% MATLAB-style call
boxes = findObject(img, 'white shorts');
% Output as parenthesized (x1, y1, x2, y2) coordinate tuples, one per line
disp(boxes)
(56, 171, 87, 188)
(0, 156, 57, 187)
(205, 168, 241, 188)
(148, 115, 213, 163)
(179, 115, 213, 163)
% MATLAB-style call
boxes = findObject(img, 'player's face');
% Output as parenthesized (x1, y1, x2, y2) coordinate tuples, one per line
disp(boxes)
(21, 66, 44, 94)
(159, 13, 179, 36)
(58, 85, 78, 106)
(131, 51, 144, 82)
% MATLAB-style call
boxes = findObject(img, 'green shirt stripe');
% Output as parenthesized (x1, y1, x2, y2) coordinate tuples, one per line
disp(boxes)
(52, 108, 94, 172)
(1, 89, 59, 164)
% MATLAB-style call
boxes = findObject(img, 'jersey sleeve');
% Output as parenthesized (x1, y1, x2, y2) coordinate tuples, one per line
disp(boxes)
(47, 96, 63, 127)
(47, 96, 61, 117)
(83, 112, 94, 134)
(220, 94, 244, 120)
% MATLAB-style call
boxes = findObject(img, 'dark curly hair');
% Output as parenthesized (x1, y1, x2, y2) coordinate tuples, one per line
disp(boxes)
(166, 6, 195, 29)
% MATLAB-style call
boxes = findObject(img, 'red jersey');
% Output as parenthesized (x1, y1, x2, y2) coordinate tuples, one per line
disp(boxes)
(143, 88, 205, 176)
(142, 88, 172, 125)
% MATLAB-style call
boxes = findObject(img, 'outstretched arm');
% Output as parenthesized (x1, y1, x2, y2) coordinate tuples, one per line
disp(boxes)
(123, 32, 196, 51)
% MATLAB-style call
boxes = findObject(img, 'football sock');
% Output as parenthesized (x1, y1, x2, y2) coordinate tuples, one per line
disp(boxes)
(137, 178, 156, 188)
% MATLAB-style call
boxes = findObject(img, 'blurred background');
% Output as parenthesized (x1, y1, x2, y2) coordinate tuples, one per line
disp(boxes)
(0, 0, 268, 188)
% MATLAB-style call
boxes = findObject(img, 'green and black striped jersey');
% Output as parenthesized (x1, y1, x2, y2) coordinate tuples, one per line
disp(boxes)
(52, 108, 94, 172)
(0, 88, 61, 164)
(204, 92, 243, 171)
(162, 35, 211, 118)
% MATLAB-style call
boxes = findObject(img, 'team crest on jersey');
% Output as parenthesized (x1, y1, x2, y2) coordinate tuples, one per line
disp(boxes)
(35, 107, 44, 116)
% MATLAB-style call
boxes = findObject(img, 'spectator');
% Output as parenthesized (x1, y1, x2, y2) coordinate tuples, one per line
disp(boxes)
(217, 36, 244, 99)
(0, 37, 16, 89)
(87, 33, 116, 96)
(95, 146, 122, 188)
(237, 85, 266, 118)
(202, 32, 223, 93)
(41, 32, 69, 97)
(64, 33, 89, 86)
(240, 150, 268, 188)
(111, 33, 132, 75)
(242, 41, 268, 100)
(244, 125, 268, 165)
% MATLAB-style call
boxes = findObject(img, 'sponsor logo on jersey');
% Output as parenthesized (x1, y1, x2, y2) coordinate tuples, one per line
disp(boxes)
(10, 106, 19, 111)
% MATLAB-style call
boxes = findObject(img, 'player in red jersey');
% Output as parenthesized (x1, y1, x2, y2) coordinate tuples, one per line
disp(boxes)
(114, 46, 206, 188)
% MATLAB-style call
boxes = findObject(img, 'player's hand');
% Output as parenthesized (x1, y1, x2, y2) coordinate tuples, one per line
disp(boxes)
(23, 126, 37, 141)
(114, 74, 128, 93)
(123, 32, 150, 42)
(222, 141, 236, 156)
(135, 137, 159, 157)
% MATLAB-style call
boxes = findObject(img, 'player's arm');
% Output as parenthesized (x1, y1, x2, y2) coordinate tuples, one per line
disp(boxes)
________________________________________
### TASK OBJECTIVE
List each line in the listing that contains the string "jersey".

### SOLUTION TO THIS PROBLEM
boxes = findObject(img, 'jersey sleeve');
boxes = findObject(img, 'red jersey');
boxes = findObject(img, 'green and black striped jersey');
boxes = findObject(img, 'team crest on jersey');
boxes = findObject(img, 'sponsor logo on jersey');
boxes = findObject(img, 'player in red jersey');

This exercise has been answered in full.